*Records for the task*
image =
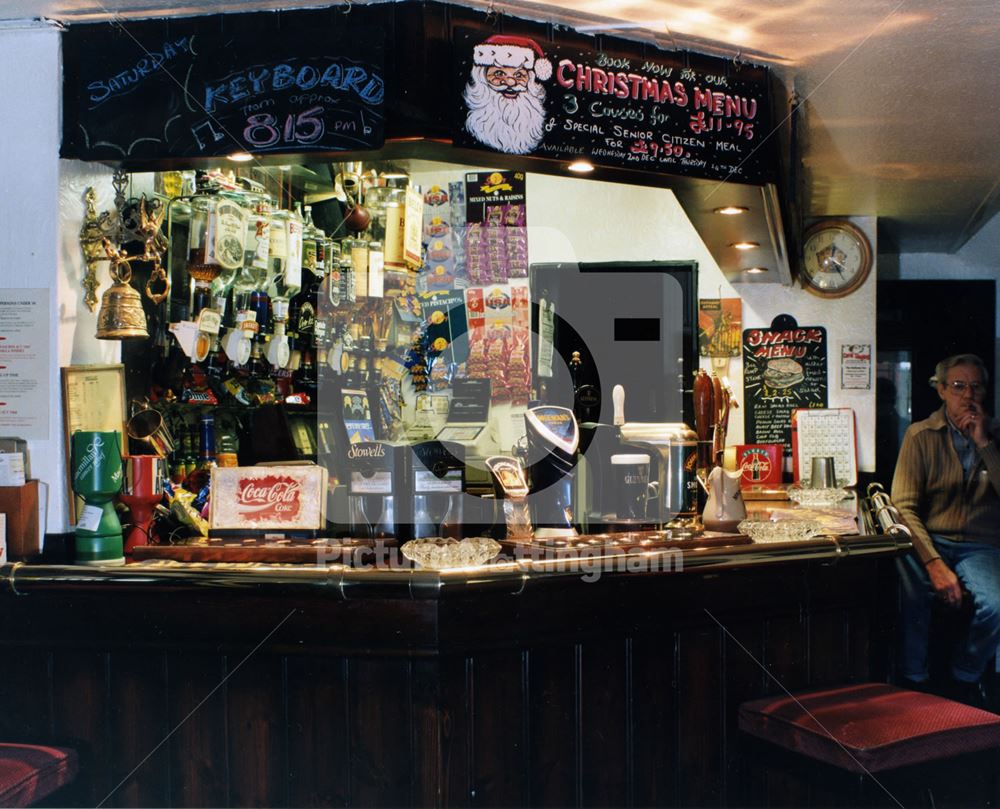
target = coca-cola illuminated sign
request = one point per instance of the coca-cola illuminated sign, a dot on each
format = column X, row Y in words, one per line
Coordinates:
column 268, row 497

...

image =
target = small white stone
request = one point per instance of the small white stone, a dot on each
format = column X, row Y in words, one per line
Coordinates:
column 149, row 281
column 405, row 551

*Task requirements*
Show each line of the data above that contains the word "small".

*Problem solution*
target = small white stone
request = one point per instance of the small white stone, a dot on each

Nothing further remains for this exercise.